- Excerto fornecido
····················

Exposição de Motivos
I
A política educativa dos sucessivos governos do PS, PSD, PSD-CDS/PP tem sido marcada por um profundo desinvestimento público nas condições materiais, humanas e pedagógicas da escola pública, nos últimos dois anos agravado pela aplicação do Pacto da Troika.
Apesar da legislação existente reconhecer os Serviços de Psicologia e Orientação (SPO) como “unidades especializadas de apoio educativo integrados na rede escolar que “desenvolvem a sua ação nas áreas “do apoio psicopedagógico, orientação escolar e profissional e apoio ao desenvolvimento do sistema de relações da comunidade escolar”; e da criação da carreira de psicólogo dos SPO (DL300/97), o último concurso para a admissão na carreira data de 1997.

····················

- Tarefas do exercício
**a)** Reproduza, por favor, o trecho da exposição de motivos que vai de "Apesar da legislação" até "data de 1997.".
**b)** Apresente, copiadas na íntegra, todas as linhas das entradas em que aparece a palavra "strap".
A exposição de motivos não tem qualquer relação com as entradas.

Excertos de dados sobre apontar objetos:
····················

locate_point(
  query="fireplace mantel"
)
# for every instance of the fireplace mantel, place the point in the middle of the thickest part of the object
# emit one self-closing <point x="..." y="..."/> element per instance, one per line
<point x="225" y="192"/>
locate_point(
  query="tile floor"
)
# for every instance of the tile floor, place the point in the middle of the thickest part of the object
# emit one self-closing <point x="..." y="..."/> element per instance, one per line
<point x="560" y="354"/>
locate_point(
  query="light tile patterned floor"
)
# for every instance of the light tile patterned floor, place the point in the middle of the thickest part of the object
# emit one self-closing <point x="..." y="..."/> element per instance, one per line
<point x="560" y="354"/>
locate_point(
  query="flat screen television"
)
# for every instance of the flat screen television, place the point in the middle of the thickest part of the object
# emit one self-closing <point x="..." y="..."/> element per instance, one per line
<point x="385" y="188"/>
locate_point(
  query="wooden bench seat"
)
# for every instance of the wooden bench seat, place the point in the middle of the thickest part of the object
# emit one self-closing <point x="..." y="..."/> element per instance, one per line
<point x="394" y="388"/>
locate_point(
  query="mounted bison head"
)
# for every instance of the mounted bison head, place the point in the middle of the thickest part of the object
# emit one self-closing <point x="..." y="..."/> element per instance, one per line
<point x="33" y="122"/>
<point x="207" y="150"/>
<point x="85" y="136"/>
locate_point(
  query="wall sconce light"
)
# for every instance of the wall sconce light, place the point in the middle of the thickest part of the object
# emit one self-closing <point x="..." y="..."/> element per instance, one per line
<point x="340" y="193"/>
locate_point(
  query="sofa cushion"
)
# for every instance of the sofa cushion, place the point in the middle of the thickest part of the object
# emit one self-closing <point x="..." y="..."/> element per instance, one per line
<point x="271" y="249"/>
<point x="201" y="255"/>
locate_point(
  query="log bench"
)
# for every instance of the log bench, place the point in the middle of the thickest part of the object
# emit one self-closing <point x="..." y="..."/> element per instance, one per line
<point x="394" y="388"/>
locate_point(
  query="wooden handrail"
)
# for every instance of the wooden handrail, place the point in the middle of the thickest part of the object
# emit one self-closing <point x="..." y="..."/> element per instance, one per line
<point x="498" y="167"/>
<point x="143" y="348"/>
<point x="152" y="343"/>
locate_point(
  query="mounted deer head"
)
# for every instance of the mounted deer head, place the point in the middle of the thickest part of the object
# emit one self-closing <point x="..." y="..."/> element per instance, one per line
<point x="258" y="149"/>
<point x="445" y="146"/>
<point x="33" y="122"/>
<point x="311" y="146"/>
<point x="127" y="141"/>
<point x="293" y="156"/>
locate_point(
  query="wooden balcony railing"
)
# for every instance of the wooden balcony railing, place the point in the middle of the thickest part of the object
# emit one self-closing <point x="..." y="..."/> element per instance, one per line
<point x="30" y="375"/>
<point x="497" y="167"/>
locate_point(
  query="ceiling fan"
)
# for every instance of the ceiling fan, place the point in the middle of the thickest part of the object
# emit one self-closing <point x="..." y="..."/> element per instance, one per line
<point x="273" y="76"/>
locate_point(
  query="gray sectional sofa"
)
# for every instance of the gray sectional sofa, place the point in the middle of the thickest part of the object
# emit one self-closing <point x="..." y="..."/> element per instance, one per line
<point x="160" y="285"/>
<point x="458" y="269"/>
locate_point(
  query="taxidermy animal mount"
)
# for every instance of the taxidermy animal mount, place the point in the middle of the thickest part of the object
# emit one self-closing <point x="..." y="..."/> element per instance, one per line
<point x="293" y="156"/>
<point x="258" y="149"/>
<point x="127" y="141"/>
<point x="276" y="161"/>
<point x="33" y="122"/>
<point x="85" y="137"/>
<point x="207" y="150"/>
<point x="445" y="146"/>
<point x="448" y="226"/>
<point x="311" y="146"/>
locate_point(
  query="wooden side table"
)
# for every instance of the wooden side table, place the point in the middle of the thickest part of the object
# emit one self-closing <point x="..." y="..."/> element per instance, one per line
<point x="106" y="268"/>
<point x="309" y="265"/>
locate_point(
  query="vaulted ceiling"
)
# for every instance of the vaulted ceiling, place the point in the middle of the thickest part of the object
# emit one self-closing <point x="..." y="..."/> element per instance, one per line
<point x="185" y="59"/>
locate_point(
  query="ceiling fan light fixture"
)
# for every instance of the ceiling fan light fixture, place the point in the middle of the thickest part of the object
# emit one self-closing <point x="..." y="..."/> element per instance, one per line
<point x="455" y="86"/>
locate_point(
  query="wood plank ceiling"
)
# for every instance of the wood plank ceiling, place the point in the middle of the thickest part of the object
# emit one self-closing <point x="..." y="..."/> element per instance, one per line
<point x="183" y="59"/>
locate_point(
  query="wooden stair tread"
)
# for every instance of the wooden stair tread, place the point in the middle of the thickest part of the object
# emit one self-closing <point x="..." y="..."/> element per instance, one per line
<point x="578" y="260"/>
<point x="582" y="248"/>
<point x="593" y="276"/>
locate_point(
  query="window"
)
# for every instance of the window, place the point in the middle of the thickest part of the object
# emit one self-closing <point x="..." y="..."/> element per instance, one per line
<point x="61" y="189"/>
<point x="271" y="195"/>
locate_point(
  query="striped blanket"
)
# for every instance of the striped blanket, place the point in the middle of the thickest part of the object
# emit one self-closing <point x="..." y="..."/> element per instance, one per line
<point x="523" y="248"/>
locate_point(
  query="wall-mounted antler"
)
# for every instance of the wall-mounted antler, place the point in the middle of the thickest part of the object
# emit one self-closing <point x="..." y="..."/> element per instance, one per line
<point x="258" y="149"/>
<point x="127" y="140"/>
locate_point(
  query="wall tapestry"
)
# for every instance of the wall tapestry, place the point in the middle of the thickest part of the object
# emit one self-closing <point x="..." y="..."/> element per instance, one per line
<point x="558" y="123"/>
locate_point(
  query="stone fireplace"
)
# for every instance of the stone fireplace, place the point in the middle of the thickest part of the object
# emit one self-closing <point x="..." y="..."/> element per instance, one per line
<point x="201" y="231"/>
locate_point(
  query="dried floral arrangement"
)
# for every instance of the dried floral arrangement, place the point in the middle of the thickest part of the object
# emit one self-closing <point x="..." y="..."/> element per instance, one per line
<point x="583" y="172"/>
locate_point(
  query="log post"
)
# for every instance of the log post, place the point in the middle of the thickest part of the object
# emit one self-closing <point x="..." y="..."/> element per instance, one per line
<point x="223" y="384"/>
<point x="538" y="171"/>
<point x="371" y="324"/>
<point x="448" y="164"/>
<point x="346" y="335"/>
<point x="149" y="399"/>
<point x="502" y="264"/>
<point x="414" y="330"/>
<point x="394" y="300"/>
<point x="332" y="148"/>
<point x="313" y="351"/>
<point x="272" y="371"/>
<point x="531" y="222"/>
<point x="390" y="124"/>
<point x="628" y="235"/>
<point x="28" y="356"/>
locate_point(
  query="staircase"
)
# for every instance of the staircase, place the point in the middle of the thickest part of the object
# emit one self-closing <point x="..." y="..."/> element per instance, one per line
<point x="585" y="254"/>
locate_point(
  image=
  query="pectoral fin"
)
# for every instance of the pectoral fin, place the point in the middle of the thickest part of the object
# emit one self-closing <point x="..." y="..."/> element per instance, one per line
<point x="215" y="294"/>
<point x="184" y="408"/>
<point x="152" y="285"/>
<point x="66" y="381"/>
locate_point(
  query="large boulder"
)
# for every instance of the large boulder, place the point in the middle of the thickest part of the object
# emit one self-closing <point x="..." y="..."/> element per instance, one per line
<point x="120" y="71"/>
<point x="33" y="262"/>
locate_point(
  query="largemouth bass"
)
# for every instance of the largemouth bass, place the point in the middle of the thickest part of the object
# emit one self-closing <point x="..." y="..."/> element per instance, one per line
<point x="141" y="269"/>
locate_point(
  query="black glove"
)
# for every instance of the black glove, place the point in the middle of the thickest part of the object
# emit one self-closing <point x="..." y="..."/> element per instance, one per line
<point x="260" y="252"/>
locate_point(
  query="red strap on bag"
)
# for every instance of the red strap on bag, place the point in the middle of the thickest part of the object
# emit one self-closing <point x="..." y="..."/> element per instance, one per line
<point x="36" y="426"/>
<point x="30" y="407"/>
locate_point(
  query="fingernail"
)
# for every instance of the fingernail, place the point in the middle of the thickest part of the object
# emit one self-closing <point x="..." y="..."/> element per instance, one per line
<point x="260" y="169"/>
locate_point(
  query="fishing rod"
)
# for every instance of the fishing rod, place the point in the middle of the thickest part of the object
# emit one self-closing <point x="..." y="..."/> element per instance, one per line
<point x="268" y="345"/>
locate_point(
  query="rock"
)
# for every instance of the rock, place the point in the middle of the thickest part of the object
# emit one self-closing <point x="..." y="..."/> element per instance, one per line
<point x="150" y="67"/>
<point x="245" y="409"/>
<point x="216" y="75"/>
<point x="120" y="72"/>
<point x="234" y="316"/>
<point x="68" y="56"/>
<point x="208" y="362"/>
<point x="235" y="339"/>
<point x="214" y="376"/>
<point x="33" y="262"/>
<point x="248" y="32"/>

····················

- Respostas às tarefas
**a)**
Apesar da legislação existente reconhecer os Serviços de Psicologia e Orientação (SPO) como “unidades especializadas de apoio educativo integrados na rede escolar que “desenvolvem a sua ação nas áreas “do apoio psicopedagógico, orientação escolar e profissional e apoio ao desenvolvimento do sistema de relações da comunidade escolar”; e da criação da carreira de psicólogo dos SPO (DL300/97), o último concurso para a admissão na carreira data de 1997.

**b)**
  query="red strap on bag"
# for every instance of the red strap on bag, place the point in the middle of the thickest part of the object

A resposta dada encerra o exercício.